• [What is expected] Count the lines of the items below that contain the string "stone", treating uppercase and lowercase letters as different. Give only the number.

(Box annotation data, in rows)
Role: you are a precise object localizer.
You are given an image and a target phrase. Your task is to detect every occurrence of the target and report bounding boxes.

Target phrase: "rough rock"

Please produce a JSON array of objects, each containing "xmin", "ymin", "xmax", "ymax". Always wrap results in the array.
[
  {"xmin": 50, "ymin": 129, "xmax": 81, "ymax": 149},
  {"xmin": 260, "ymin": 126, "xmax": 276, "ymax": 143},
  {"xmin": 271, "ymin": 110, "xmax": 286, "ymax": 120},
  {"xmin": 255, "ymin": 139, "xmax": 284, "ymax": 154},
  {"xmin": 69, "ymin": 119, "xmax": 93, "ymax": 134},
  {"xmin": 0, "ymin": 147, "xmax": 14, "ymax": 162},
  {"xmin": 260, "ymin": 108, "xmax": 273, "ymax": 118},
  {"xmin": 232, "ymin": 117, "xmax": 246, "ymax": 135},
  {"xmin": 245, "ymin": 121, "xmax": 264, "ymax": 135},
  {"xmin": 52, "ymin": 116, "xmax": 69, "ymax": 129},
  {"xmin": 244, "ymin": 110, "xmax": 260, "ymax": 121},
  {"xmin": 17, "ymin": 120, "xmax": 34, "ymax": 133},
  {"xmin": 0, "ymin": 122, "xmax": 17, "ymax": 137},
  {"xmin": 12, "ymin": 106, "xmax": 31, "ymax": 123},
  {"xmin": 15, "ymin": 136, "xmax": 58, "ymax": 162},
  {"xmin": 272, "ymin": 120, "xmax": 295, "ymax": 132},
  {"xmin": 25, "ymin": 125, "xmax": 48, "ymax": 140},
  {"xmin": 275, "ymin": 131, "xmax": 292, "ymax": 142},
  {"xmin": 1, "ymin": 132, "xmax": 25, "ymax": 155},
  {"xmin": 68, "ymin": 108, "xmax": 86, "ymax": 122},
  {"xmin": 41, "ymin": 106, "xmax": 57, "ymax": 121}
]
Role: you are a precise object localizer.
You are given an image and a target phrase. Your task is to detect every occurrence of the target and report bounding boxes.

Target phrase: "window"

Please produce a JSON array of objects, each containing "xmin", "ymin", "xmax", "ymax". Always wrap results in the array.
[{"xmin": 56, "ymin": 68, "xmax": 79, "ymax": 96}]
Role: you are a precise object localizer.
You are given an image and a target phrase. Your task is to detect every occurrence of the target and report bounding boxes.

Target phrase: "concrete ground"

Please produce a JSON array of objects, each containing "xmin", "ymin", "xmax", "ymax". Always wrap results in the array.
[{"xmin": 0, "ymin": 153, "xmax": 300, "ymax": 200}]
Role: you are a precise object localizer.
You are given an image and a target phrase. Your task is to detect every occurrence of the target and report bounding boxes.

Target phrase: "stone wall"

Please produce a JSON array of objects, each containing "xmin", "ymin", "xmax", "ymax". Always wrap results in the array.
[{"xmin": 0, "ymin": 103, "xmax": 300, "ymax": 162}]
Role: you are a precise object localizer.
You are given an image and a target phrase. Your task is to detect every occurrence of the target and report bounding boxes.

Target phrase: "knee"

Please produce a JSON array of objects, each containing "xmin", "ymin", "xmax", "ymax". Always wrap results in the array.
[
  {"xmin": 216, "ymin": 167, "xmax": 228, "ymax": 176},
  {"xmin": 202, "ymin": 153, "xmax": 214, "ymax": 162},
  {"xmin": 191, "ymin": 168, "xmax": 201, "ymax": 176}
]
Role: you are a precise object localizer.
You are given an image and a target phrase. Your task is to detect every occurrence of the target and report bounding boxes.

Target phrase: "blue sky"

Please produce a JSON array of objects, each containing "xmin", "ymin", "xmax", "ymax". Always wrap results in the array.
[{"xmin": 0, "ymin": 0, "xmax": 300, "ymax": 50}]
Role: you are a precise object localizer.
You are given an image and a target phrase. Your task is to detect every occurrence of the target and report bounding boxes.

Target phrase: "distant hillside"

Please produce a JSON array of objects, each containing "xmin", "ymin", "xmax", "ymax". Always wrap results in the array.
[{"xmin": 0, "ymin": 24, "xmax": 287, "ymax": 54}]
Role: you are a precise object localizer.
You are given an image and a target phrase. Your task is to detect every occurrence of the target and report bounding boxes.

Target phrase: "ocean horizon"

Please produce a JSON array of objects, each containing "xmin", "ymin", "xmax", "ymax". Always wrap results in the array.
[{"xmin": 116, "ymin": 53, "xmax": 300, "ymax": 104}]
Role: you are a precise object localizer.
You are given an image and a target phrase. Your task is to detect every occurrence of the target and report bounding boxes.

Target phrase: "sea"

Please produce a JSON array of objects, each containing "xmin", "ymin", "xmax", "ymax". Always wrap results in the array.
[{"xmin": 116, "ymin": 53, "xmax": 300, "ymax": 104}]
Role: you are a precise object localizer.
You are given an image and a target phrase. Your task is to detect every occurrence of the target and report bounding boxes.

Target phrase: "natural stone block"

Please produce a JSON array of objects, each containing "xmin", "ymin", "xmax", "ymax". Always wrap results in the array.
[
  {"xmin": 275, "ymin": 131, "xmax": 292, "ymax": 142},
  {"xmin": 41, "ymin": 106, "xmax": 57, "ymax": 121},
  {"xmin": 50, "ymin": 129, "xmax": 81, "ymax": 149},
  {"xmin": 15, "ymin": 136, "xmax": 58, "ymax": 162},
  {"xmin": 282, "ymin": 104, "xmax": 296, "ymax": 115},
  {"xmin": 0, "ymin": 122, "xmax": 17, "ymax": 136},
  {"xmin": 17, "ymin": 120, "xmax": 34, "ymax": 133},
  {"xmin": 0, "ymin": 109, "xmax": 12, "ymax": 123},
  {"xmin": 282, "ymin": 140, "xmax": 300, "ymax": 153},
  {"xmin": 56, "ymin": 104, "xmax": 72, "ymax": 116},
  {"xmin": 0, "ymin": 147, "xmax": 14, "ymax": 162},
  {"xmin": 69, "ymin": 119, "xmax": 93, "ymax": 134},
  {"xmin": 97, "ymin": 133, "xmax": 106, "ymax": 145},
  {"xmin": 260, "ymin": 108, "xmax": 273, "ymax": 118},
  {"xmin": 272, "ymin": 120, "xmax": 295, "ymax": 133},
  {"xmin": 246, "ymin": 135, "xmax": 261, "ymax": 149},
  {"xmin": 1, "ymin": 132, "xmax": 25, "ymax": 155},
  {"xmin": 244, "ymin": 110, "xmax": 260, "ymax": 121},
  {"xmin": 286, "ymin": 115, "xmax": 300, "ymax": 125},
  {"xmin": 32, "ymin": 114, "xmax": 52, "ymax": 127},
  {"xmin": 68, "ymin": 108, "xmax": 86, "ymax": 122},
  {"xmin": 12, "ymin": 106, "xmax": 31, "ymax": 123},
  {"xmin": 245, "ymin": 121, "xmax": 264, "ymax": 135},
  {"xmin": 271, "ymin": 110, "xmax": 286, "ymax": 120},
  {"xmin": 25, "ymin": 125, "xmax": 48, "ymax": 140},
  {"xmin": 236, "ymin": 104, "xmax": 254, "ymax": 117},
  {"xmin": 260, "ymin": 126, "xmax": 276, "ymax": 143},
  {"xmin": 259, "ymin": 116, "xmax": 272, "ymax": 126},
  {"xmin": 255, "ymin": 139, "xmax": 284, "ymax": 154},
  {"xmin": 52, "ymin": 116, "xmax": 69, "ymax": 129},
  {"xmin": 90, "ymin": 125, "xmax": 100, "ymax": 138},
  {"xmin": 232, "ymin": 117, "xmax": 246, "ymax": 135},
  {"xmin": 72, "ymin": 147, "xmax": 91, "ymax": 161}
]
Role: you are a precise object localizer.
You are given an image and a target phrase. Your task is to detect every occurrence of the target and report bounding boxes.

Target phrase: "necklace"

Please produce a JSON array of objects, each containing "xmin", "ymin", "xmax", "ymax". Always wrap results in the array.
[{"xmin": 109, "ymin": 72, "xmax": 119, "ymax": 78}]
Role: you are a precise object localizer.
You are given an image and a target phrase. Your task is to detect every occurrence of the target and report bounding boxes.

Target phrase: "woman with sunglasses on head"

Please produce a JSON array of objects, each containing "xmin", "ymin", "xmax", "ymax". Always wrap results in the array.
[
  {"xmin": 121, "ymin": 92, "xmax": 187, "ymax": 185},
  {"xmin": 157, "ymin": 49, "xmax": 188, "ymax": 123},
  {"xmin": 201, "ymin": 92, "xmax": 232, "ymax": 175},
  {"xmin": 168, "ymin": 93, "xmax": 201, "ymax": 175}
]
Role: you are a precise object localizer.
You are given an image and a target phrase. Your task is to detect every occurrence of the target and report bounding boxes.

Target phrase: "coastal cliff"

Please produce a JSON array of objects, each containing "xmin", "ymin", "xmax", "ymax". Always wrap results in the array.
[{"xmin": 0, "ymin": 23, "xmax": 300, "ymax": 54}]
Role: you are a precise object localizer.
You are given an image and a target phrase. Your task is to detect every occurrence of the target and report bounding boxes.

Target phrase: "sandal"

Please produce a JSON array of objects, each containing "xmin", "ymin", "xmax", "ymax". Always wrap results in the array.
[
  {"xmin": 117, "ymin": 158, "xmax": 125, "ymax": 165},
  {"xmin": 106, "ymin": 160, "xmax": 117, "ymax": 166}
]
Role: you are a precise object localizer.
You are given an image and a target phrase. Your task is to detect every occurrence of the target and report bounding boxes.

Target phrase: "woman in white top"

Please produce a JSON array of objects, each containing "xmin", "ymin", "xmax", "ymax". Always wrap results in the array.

• [Answer] 2